◆ Description of the task:
Output exactly the lines below, starting with the line that has "Above is an image. Please determine if any cream" and going on through the line that has "Above is an image. Please determine if any cat's ear", both included, and no other lines.

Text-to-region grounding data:
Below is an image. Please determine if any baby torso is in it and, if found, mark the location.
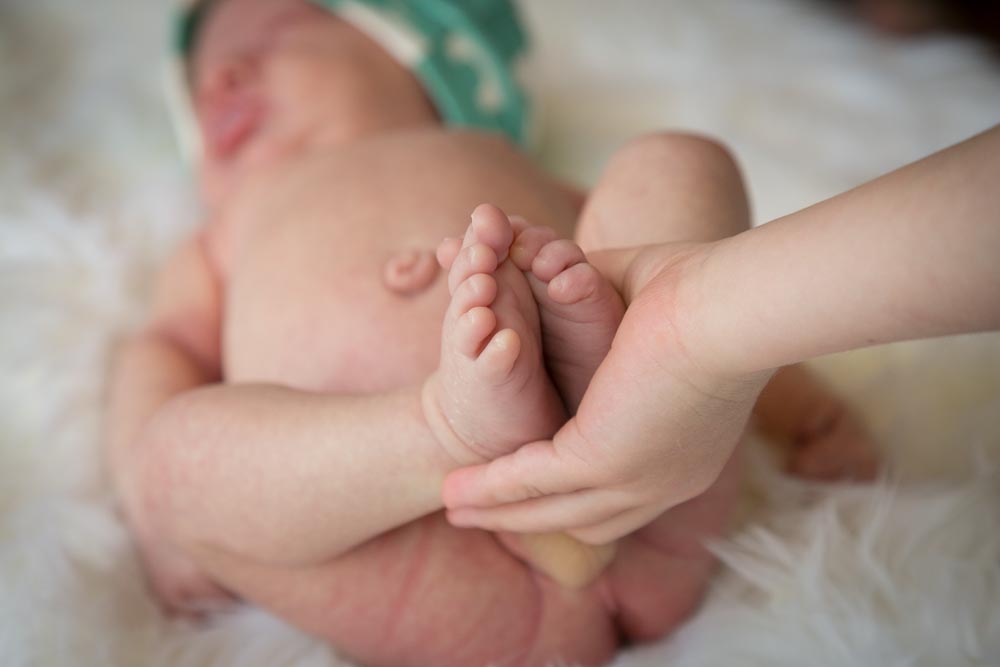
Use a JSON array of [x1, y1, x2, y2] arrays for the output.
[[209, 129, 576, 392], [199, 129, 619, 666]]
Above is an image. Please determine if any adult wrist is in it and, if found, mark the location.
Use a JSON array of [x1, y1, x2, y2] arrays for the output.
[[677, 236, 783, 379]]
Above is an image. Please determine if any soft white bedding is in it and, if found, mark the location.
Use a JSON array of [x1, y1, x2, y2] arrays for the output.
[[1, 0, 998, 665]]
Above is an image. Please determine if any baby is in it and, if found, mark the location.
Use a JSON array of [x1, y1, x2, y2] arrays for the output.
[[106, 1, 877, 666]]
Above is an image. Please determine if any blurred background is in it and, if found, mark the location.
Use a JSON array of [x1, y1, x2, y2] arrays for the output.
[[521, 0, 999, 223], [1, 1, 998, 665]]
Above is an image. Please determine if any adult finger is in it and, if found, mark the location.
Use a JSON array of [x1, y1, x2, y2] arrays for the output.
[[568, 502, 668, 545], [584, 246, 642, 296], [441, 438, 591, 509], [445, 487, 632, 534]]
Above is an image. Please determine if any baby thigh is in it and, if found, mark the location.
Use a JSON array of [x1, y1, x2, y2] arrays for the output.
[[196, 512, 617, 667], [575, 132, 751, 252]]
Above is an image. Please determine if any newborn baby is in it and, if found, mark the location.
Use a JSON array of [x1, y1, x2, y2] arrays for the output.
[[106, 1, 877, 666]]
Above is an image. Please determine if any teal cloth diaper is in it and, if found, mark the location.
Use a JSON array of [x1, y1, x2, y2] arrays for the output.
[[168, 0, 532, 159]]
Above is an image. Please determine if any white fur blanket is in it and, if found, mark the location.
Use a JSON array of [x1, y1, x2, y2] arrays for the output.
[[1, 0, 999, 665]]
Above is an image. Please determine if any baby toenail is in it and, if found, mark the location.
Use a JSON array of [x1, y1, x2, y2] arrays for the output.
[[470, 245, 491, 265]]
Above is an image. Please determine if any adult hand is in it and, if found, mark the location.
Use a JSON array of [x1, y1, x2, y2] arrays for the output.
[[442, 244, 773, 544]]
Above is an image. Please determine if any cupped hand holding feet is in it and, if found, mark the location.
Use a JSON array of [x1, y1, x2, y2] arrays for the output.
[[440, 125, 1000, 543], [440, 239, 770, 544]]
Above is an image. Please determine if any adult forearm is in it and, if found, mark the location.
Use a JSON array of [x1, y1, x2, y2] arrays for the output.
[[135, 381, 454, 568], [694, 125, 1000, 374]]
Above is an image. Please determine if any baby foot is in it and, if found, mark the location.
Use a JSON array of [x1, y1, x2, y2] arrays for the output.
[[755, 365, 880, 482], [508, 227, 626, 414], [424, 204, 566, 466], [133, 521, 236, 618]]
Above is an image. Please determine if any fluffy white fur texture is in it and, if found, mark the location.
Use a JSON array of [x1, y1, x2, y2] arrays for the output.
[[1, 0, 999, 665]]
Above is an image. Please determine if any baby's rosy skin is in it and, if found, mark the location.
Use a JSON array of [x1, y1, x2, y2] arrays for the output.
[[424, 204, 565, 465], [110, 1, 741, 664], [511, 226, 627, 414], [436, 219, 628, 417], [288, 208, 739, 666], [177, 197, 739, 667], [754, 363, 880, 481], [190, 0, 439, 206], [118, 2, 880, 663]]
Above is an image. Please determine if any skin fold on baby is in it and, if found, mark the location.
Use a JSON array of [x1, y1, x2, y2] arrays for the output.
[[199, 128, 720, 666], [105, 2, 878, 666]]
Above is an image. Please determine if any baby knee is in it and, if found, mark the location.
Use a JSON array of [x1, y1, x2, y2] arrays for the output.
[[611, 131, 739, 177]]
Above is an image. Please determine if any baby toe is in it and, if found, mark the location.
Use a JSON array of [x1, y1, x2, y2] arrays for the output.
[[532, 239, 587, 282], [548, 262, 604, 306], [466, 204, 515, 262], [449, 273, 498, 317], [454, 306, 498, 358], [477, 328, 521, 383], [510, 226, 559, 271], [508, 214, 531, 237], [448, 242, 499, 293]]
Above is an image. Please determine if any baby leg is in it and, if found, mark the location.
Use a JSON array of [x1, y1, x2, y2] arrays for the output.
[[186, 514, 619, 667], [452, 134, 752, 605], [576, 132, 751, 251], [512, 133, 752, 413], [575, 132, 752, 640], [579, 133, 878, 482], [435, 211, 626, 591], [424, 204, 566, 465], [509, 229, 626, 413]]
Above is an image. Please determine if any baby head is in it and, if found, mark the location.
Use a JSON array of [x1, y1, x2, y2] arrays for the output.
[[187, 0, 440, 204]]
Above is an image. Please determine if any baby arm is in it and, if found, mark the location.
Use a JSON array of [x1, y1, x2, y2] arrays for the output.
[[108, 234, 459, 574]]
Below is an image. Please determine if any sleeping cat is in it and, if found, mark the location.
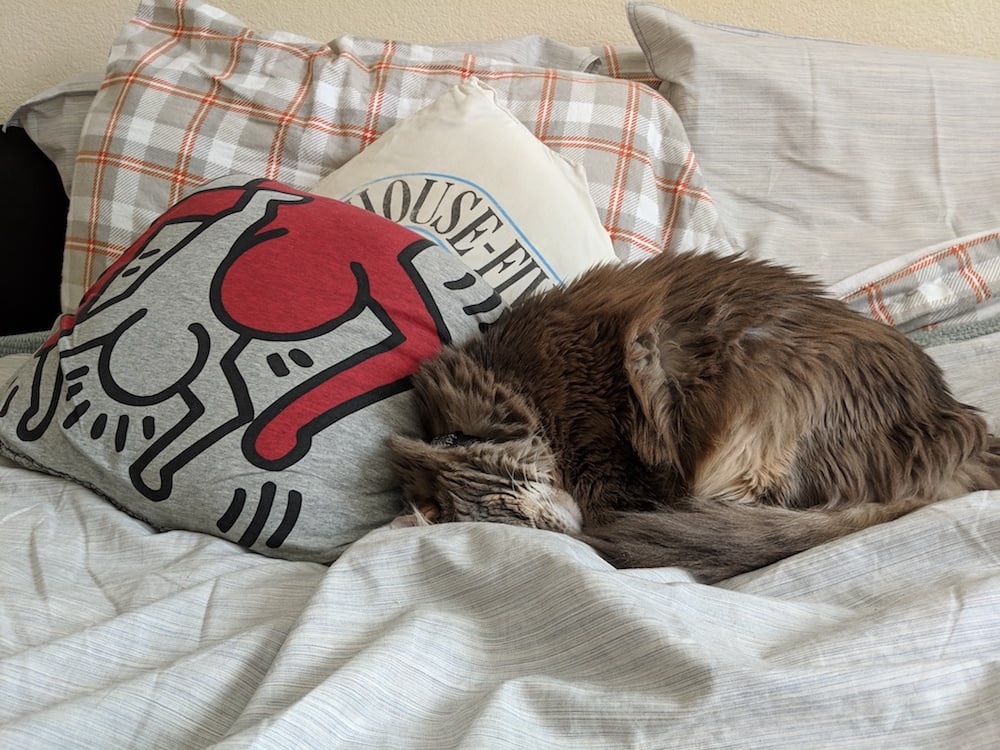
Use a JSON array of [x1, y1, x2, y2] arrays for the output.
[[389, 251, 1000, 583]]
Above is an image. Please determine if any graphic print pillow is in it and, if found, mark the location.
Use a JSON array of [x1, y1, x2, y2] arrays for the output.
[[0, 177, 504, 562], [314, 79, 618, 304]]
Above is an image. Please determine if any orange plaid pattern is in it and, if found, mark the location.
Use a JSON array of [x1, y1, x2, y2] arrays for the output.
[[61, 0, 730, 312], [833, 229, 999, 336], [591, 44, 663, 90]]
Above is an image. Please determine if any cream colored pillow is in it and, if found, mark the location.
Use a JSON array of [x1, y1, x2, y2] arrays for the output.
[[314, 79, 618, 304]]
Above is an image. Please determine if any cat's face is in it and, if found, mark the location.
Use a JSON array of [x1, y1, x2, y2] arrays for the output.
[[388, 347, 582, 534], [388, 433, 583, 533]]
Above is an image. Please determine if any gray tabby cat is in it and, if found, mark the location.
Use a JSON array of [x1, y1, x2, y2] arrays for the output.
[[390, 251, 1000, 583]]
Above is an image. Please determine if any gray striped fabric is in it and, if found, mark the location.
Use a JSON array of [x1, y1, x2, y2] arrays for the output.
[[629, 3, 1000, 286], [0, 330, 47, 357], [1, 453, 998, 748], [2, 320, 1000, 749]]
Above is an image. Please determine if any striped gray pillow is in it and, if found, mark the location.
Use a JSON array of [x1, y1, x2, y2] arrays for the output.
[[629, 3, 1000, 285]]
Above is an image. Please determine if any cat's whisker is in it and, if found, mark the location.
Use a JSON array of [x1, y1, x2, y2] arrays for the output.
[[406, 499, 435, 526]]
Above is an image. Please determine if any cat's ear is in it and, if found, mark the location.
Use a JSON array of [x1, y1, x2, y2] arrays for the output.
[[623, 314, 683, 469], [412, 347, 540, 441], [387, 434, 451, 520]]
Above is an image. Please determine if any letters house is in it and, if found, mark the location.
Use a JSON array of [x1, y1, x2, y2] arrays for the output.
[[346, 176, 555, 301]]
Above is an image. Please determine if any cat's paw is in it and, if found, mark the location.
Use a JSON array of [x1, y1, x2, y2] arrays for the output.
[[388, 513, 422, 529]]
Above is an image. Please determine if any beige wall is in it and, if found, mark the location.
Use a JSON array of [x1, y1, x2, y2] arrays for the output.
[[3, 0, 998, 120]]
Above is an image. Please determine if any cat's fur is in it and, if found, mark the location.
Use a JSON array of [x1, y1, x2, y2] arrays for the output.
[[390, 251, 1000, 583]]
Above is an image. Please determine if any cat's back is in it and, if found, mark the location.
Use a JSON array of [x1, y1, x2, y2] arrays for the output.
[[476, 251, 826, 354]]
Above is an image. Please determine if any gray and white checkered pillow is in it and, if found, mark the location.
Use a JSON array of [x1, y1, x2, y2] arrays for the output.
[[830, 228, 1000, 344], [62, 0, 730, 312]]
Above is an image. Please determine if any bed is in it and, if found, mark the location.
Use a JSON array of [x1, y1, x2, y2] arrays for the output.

◆ Result of the exercise:
Above is an image. Please determine if any cream colored pillow is in it and, if found, mark the location.
Use a JSON array of [x1, y1, x2, y2] arrays for the output.
[[314, 79, 618, 304]]
Above is an image. Please determine if any cat's face is in it and, if found, mark the location.
Use a JSON array of [x1, y1, x2, y2] arrays for the output.
[[388, 347, 582, 534], [388, 433, 583, 533]]
Above is an image. Please determine if any gray tabby cat is in it and, if found, mark the location.
Use a JSON array of [x1, y1, x2, y2] arrays for the output.
[[390, 251, 1000, 583]]
Above is an image. Please determine if any gray striped fabric is in it and, if found, mark the location.
Use a JSON array of [x1, y1, x2, y2] arrays for the output.
[[629, 3, 1000, 286], [0, 330, 47, 357], [1, 453, 998, 748], [2, 320, 1000, 749]]
Above is an image. Please determine if any striped gray pillow is in it and, if found, mark the location.
Use a JSON array of [x1, y1, x2, y2] arrays for the output.
[[629, 3, 1000, 285]]
Above is an image. Please determine if any cat's whisker is in it and, if found, mark the location.
Use a JSON array of [x1, y1, x2, y2] arrays for the output.
[[406, 499, 435, 526]]
Above is an image. Please determine if any cat's ear is in it and, if found, mark the location.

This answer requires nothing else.